§ Task
Reproduce the material below verbatim, keeping every line, character, and blank line unchanged.

· · ·

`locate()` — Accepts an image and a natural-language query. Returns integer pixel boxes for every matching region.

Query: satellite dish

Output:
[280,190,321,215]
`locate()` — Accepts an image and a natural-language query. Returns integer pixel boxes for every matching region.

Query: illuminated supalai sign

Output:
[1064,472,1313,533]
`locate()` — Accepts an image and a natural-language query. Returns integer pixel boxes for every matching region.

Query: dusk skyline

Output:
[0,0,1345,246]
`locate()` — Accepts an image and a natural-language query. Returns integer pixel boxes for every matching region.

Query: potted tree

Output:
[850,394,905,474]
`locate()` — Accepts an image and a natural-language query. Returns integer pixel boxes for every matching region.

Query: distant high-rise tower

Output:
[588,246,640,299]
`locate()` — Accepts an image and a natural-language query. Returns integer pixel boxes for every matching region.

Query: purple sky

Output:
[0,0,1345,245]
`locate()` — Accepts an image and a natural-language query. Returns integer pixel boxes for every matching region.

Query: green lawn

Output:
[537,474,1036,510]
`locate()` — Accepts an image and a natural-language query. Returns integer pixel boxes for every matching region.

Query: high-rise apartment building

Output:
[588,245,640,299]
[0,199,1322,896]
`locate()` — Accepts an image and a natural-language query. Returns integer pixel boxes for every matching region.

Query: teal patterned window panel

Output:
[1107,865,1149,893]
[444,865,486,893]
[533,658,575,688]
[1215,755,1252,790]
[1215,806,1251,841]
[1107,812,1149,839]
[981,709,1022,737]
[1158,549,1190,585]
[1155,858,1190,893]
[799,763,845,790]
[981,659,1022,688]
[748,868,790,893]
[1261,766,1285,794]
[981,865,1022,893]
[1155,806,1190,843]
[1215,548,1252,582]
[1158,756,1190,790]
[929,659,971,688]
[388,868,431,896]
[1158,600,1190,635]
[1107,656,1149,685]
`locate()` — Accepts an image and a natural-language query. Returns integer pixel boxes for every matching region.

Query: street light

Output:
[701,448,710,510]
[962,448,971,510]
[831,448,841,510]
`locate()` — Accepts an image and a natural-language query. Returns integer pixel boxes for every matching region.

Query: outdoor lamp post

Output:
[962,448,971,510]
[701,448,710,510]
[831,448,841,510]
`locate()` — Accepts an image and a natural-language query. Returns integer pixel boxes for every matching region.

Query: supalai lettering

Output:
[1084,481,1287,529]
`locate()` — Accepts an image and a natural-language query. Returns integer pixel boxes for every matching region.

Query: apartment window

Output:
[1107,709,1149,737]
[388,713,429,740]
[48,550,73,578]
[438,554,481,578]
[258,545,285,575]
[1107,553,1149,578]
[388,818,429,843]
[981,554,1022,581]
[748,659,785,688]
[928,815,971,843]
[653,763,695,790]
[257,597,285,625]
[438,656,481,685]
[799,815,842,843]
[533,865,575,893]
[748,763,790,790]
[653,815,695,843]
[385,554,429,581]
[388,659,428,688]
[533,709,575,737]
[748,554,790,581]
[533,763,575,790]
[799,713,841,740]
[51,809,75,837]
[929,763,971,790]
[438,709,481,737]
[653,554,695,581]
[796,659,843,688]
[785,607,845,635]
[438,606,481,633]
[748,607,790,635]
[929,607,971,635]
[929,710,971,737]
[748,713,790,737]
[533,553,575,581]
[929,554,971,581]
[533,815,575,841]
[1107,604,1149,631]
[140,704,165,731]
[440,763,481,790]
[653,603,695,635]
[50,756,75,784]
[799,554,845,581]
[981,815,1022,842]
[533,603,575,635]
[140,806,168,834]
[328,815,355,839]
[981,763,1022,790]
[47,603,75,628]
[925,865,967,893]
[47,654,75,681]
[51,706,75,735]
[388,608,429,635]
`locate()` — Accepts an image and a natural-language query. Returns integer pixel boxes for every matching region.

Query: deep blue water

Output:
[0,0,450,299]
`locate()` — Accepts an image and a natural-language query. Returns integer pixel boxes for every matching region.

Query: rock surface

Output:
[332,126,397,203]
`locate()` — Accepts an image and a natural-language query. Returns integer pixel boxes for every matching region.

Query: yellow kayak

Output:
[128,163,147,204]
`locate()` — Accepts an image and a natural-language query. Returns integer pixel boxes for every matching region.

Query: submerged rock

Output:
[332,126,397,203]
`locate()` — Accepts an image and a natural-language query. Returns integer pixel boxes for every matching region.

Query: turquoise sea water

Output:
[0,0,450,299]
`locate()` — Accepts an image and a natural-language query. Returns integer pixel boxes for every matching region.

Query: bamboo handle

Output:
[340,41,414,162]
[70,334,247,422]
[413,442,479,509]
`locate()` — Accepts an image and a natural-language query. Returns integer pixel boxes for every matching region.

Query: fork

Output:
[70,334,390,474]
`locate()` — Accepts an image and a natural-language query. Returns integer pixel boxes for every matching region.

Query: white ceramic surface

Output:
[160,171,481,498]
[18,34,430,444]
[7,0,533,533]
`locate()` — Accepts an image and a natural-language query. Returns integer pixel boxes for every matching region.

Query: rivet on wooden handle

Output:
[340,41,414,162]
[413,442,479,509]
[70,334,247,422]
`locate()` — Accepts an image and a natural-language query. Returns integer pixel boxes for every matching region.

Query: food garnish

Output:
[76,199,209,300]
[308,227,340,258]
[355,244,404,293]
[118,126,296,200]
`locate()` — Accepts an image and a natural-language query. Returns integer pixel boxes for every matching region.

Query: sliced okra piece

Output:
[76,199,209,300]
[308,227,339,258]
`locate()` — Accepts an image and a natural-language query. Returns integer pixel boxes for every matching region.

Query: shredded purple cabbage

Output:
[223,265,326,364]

· · ·

§ Full response
`locate()` — Accepts an image and a natural-language query. Returns integer pixel boxes for every matching region.

Query: satellite dish

Output:
[280,190,321,215]
`locate()` — Accepts an image and a natural-language query. Returns integer pixel boxes for every matching region.

Query: illuminated supalai sign

Output:
[1064,472,1313,533]
`locate()` — Accepts an image and a natural-language query. Returns integer pixel boxes for every matching region.

Query: dusk skyline

Output:
[0,0,1345,246]
`locate()` — Accepts an image and a natural-language query. Returns integer pixel boxes for every matching region.

Query: potted tree

Output:
[850,394,905,474]
`locate()` — Accepts an image and a natural-language query. Returns integer pixel boxes for every matching region.

Query: distant high-rise tower

Output:
[588,246,640,299]
`locate()` — Accepts an image and a natural-language query. Returns integer pixel boxes for every matching region.

Query: purple sky

Output:
[0,0,1345,245]
`locate()` — Accepts an image and a natural-language query. Returns integer pixel boxes for every matching region.

Query: green lawn

Output:
[537,474,1036,510]
`locate()` — Accepts an image and a natural-language query. Returns integer pixel boxes for every matching region.

Query: high-rise apartment building

Output:
[588,245,640,299]
[0,199,1322,896]
`locate()` — Accepts an image and a natural-language query. Returns integer pixel boxes for every matching region.

Query: teal patterned window panel

Output:
[1107,865,1149,893]
[444,865,486,893]
[533,658,575,688]
[1215,755,1252,790]
[1215,806,1251,841]
[1107,812,1149,839]
[981,709,1022,737]
[1158,549,1190,585]
[1155,858,1190,893]
[799,763,845,790]
[981,659,1022,688]
[748,868,790,893]
[1261,766,1285,794]
[981,865,1022,893]
[1155,806,1190,843]
[1215,548,1252,582]
[1158,756,1190,790]
[929,659,971,688]
[388,868,431,896]
[1158,600,1190,635]
[1107,656,1149,685]
`locate()` — Accepts an image and a natural-language query. Returns integer pixel boxes for every matching region.

Query: street light

Output:
[701,448,710,510]
[962,448,971,510]
[831,448,841,510]
`locate()` — Accepts an image and a natural-language query. Returns integer pixel boxes for every matching region.

Query: outdoor lamp post

Output:
[962,448,971,510]
[701,448,710,510]
[831,448,841,510]
`locate()` — Accepts an image and a natural-language query. Returns integer pixel boxes for every matching region.

Query: supalai lettering

Output:
[1084,481,1287,529]
`locate()` — Accepts an image and a natural-language query. Returns integer pixel boxes for every matching region.

Query: apartment window

Output:
[1107,709,1149,737]
[388,713,429,740]
[48,550,73,578]
[438,554,481,578]
[258,545,285,575]
[1107,553,1149,578]
[388,818,429,843]
[981,554,1022,581]
[748,659,785,688]
[928,815,971,843]
[653,763,695,790]
[257,597,285,625]
[438,656,481,685]
[799,815,842,843]
[533,865,575,893]
[748,763,790,790]
[653,815,695,843]
[385,554,429,581]
[388,659,428,688]
[533,709,575,737]
[748,554,790,581]
[533,763,575,790]
[799,713,841,740]
[51,809,75,837]
[929,763,971,790]
[438,709,481,737]
[653,554,695,581]
[796,659,843,688]
[785,607,845,635]
[438,606,481,633]
[748,607,790,635]
[929,607,971,635]
[929,710,971,737]
[748,713,790,737]
[533,553,575,581]
[929,554,971,581]
[533,815,575,841]
[1107,604,1149,631]
[140,704,165,731]
[440,763,481,790]
[653,603,695,635]
[50,756,75,784]
[799,554,845,581]
[981,815,1022,842]
[533,603,575,635]
[140,806,168,834]
[328,815,355,839]
[981,763,1022,790]
[47,603,75,628]
[925,865,967,893]
[47,654,75,681]
[51,706,75,735]
[388,608,429,635]
`locate()` — Accepts an image and a natural-language query. Returns integer pixel boxes for every matching region.

Query: deep blue water

Output:
[0,0,450,299]
`locate()` — Accepts an image and a natural-language query. Returns integer pixel boxes for every matching region.

Query: rock surface

Output:
[332,126,397,203]
`locate()` — Accepts an image and a natural-language query. Returns integer pixel boxes for every matching region.

Query: yellow kayak

Output:
[128,163,147,204]
`locate()` — Accepts an image and a natural-language query. Returns integer pixel boxes for every matching region.

Query: submerged rock

Output:
[332,126,397,203]
`locate()` — Accepts an image and a natural-language query. Returns integer pixel boxes for every matching region.

Query: turquoise sea water

Output:
[0,0,450,299]
`locate()` — Accepts an image and a natural-language query. Returns integer pixel boxes for every matching region.

Query: bamboo handle

Output:
[340,41,414,162]
[70,334,247,422]
[413,442,479,509]
`locate()` — Accepts an image and a natural-language query. Returns integer pixel boxes for every matching region.

Query: fork

Output:
[70,334,390,474]
`locate()` — Accepts an image and a natural-language query. Returns integer pixel boxes for every matching region.

Query: white ceramic surface

Output:
[160,171,481,498]
[18,34,430,444]
[7,0,533,533]
`locate()` — Accepts an image and a natural-language query. Returns integer pixel boxes for every matching region.

Query: rivet on wooden handle

Output:
[340,41,414,162]
[413,442,479,509]
[70,334,247,422]
`locate()` — Accepts an image and a natural-language query. Returns integer pixel boxes for every matching region.

Query: food garnish

Output:
[76,199,209,300]
[308,227,340,258]
[355,244,404,293]
[118,126,296,200]
`locate()` — Accepts an image and a natural-language query. Returns integer pixel boxes for every matching region.

Query: sliced okra piece

Output:
[76,199,209,300]
[308,227,339,258]
`locate()` — Accepts an image and a natural-language query. Returns integer pixel boxes for every matching region.

Query: shredded purple cabbage

Output:
[223,265,326,364]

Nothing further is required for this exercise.